Records from a point labeling set
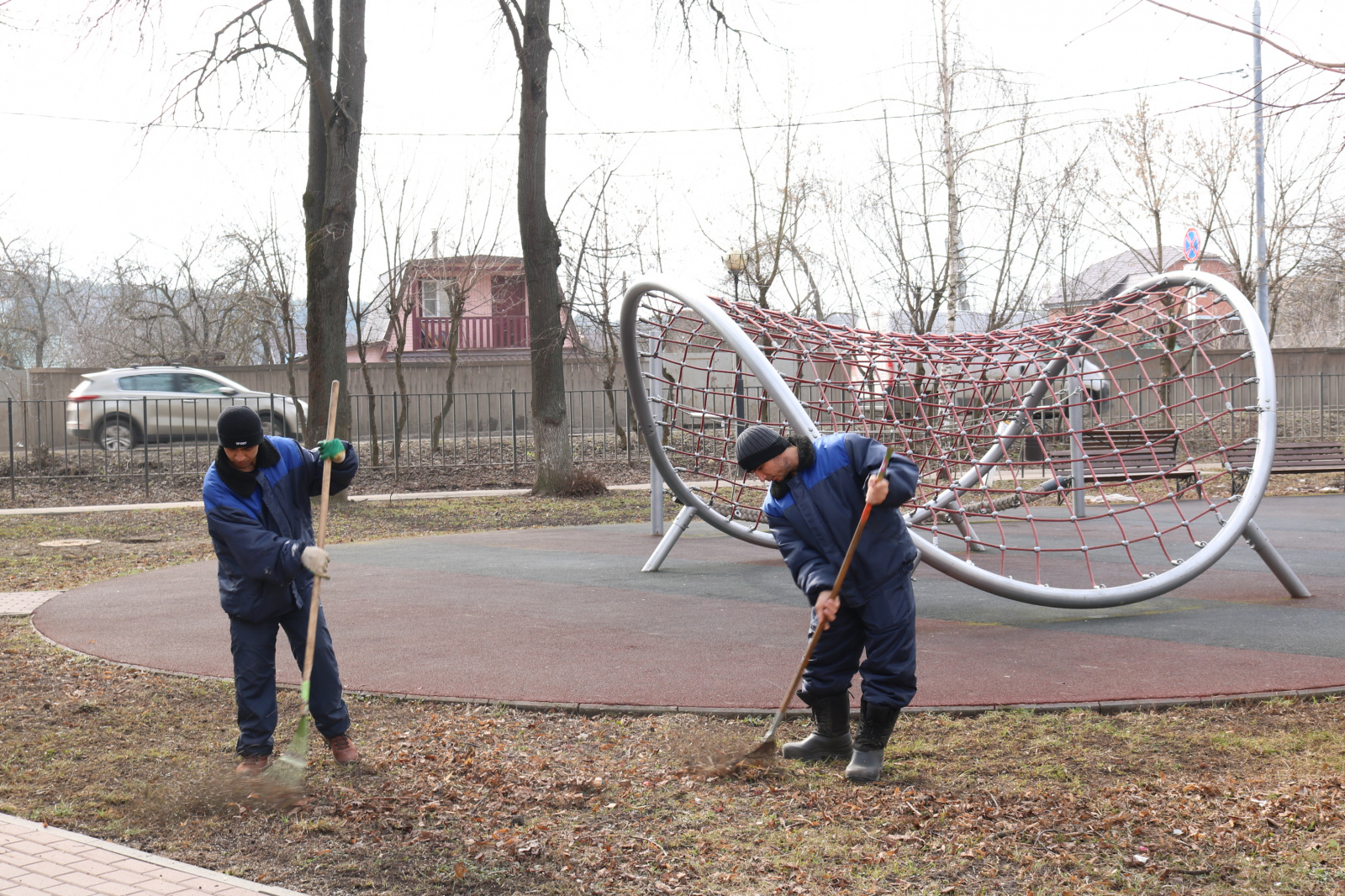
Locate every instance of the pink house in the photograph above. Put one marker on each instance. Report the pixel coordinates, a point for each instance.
(494, 307)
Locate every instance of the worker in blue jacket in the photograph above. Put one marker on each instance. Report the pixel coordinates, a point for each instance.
(818, 490)
(260, 519)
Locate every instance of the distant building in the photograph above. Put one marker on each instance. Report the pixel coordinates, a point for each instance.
(1118, 275)
(494, 316)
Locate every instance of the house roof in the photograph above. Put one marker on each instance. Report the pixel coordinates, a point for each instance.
(1114, 276)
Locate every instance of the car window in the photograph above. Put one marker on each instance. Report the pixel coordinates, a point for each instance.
(198, 383)
(147, 382)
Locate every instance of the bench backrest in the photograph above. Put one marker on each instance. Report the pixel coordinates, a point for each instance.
(1291, 454)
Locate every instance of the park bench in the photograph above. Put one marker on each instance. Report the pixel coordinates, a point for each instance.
(1290, 458)
(1125, 455)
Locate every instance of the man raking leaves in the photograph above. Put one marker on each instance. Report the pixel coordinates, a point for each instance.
(818, 495)
(260, 519)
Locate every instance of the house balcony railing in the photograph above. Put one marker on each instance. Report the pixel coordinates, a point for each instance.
(472, 333)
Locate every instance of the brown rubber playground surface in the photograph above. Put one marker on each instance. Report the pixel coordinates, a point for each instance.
(565, 616)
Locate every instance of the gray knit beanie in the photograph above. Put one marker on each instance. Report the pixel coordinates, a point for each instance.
(757, 444)
(239, 427)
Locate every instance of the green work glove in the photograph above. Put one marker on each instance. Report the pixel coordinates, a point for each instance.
(331, 450)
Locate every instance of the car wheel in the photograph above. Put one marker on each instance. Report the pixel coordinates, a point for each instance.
(273, 425)
(116, 434)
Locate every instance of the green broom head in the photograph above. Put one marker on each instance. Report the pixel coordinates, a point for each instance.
(289, 767)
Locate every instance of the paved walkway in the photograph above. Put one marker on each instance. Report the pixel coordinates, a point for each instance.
(49, 862)
(564, 616)
(24, 603)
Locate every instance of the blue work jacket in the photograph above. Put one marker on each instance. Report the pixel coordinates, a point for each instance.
(814, 522)
(260, 539)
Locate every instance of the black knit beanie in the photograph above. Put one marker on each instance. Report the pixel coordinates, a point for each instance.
(757, 444)
(239, 427)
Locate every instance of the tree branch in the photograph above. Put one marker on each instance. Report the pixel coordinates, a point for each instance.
(306, 40)
(513, 27)
(1315, 64)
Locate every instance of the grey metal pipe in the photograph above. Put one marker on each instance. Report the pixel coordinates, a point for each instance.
(941, 560)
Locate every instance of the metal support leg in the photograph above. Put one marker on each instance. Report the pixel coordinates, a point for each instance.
(968, 535)
(1288, 577)
(665, 548)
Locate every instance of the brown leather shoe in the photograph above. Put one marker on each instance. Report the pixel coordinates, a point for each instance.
(253, 764)
(343, 751)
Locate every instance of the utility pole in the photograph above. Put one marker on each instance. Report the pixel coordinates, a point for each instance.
(952, 293)
(1262, 271)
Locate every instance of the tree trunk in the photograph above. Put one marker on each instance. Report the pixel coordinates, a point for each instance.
(541, 260)
(330, 201)
(455, 324)
(952, 293)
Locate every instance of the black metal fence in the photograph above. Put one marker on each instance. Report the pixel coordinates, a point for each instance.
(120, 439)
(155, 439)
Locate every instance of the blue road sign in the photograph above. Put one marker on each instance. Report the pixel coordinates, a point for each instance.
(1190, 245)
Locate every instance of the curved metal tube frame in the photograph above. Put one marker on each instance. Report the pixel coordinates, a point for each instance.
(941, 560)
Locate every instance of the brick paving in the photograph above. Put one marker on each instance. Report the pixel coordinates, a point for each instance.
(22, 603)
(50, 862)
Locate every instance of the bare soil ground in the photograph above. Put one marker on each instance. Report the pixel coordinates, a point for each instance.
(1239, 799)
(490, 801)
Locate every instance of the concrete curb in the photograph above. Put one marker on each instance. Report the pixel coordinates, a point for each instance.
(1102, 707)
(241, 883)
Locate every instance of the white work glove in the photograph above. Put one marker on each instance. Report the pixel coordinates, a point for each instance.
(315, 561)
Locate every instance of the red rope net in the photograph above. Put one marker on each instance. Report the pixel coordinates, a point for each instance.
(1143, 423)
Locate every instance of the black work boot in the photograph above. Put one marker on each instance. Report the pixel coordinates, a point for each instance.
(876, 724)
(831, 735)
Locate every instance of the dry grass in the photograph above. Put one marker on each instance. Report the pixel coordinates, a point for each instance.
(138, 541)
(1244, 799)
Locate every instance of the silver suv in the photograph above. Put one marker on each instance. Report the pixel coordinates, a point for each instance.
(123, 408)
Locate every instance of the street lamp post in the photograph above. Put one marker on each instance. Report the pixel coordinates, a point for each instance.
(736, 261)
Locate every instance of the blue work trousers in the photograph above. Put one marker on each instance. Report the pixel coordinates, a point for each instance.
(255, 678)
(883, 630)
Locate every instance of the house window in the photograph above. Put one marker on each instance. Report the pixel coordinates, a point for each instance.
(434, 299)
(509, 296)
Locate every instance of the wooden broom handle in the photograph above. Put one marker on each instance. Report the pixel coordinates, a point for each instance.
(322, 542)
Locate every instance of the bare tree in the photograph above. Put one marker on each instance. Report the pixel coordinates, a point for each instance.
(34, 293)
(529, 24)
(330, 37)
(1301, 181)
(775, 225)
(474, 241)
(193, 314)
(603, 256)
(266, 282)
(1336, 71)
(400, 221)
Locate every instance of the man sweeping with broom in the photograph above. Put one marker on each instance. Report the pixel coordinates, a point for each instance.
(818, 493)
(260, 519)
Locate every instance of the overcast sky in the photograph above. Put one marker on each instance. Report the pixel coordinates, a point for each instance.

**Required work**
Rewrite the lines between the ones holding "Locate every instance of the concrete" and "(1244, 799)", inclusive, requests included. Shift every coordinate in the answers by adding 68 to each number.

**Result below**
Locate every instance of the concrete curb in the photograph above. Put one marker on each instance. Report the pixel coordinates, a point for each instance.
(1170, 775)
(309, 951)
Locate every instance of the white work glove in the photograph above. Put one marker on each instance. Report the pixel coordinates, a point for each instance.
(383, 629)
Locate every instance of the red rope net in the photograph above. Put one marker on each instance. Report the pixel coordinates, a point for each instance.
(1211, 491)
Locate every instance of the black work boot in the photograph above. Put one marker on each instance. Report the pixel coordinates, a point for each instance.
(944, 792)
(899, 803)
Locate every instance of the dry grass in the photograph above. Put one marker on each instance. Report the pixel coordinates, a point for each instance.
(206, 609)
(1312, 867)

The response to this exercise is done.